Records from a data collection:
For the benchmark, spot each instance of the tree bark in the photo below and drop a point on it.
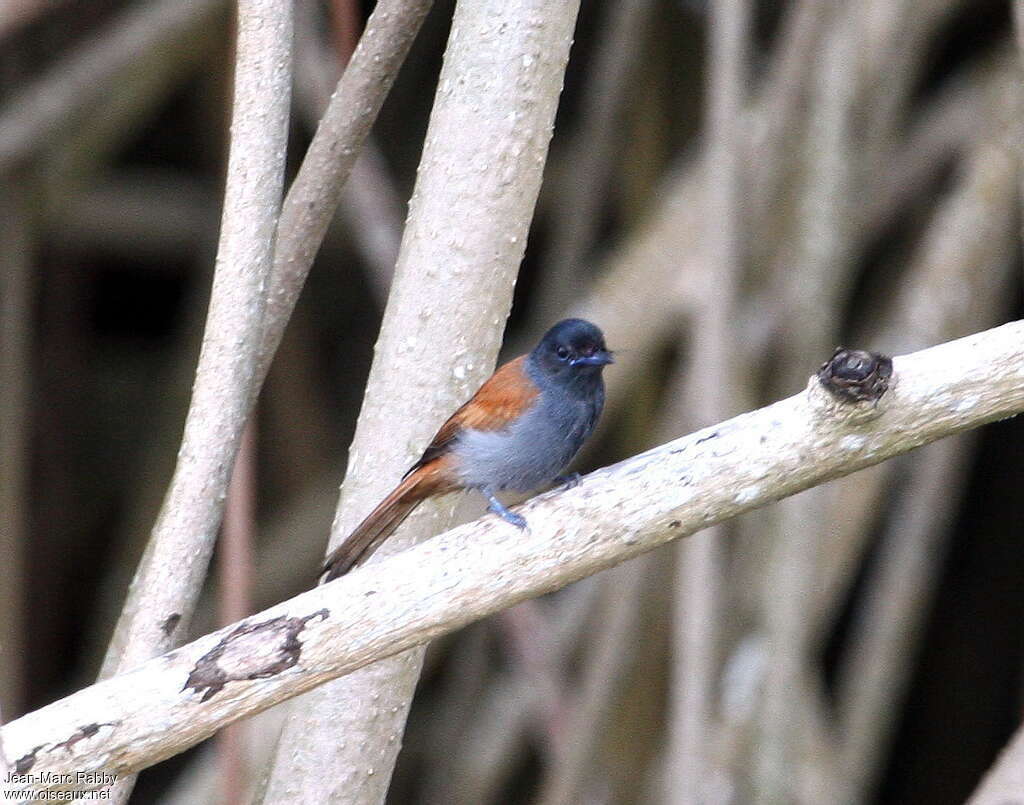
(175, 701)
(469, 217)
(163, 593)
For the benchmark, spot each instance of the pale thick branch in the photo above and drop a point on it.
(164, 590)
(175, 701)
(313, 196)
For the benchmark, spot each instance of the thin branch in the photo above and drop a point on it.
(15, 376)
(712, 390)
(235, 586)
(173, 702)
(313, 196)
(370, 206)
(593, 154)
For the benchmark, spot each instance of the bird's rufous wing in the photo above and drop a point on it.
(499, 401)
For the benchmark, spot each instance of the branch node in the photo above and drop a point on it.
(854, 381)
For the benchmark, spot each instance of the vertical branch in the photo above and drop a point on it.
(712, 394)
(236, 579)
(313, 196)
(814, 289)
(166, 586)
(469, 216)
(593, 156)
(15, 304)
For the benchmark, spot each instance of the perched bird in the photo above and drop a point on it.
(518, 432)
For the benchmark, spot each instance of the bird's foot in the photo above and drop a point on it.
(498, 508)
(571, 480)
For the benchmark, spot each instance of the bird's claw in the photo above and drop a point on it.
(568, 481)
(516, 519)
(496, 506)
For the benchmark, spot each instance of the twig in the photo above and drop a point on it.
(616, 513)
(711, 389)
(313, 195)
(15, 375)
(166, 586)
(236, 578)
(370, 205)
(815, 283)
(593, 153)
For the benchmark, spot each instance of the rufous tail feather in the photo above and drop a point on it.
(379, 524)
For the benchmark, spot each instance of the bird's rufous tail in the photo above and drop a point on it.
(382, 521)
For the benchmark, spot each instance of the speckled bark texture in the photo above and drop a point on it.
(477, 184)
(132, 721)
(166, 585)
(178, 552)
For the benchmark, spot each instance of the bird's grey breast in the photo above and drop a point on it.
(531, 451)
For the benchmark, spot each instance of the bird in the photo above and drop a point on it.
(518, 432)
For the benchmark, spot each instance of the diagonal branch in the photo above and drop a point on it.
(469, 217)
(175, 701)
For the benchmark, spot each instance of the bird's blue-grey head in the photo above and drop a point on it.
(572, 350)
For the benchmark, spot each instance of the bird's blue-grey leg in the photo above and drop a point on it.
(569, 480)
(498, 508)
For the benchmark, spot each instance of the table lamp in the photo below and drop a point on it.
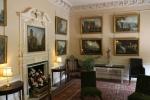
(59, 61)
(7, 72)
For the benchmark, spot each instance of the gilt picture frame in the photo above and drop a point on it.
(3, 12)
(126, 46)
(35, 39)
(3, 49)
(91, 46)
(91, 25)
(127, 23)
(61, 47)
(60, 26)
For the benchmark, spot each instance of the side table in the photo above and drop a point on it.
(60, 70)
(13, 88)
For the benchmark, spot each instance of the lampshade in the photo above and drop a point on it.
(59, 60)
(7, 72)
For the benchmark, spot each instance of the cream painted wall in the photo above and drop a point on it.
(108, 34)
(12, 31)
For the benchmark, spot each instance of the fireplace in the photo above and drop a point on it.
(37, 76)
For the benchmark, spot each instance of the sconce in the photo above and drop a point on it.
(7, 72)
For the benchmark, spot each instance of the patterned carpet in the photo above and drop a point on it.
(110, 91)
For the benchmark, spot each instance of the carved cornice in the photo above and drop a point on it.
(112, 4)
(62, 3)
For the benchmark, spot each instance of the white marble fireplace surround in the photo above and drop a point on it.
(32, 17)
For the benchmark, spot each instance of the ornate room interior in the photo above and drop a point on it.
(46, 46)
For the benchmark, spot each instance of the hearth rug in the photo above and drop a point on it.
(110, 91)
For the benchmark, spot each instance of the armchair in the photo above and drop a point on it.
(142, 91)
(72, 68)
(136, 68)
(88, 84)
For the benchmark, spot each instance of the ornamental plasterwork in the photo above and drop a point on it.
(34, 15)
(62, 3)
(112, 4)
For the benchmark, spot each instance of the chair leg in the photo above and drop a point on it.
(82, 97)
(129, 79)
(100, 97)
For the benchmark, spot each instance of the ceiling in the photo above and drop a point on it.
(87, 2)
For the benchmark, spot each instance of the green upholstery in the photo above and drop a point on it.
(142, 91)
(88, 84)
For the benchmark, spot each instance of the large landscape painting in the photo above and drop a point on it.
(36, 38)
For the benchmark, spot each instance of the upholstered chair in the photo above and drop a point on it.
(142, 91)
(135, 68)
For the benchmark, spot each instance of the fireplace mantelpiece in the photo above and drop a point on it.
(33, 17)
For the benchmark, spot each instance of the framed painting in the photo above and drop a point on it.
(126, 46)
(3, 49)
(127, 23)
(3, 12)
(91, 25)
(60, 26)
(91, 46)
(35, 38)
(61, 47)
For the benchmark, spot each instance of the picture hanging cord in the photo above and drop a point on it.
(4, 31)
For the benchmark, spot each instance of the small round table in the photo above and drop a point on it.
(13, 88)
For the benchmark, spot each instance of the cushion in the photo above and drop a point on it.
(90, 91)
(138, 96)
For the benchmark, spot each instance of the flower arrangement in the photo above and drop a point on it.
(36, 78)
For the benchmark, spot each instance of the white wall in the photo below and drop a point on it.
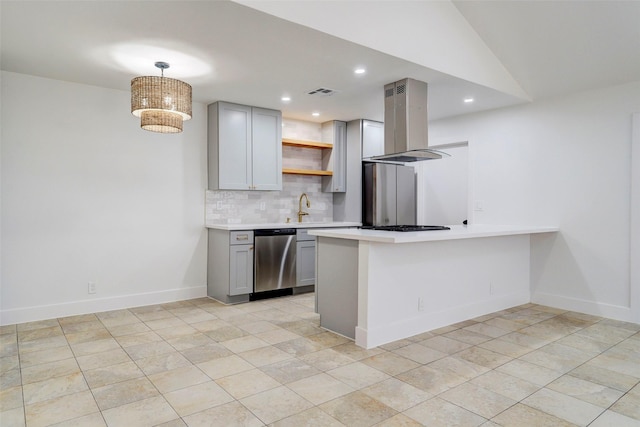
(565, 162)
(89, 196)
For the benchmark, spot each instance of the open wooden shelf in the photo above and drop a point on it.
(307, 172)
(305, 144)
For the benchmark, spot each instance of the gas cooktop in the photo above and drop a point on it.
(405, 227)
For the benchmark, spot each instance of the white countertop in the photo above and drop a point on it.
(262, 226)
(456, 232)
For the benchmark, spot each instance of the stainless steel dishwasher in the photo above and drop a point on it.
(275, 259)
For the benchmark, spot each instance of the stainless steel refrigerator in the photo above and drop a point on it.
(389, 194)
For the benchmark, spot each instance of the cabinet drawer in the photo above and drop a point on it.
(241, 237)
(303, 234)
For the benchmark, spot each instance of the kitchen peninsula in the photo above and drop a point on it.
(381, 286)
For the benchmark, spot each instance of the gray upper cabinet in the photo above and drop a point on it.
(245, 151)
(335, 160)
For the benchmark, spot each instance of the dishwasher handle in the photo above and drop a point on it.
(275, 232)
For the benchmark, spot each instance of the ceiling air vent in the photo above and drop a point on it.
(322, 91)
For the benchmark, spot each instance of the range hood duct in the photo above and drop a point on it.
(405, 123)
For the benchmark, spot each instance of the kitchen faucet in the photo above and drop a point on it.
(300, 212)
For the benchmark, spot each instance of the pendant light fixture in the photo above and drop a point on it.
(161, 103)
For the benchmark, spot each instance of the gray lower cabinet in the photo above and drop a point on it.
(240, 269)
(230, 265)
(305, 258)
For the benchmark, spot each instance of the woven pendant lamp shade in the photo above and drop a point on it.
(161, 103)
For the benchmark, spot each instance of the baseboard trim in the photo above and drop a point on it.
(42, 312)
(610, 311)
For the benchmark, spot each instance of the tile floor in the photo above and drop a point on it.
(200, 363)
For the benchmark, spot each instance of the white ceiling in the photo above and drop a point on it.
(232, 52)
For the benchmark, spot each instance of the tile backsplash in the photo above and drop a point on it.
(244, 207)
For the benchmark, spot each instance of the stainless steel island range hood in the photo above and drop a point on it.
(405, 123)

Given exercise: Please arrange the lines of the records, starting with the line that contains "For the benchmark, spot each instance of the tile backsplash" and going on through the end of the records, as a JSON list of strings with one string per line and no blank lines.

Exercise response:
[
  "For the benchmark, spot each instance of the tile backsplash in the photo above and drop a point on it.",
  "(244, 207)",
  "For the benchmark, spot each instance of the stainless steel island range hood in the photo above and drop a point on it.",
  "(405, 123)"
]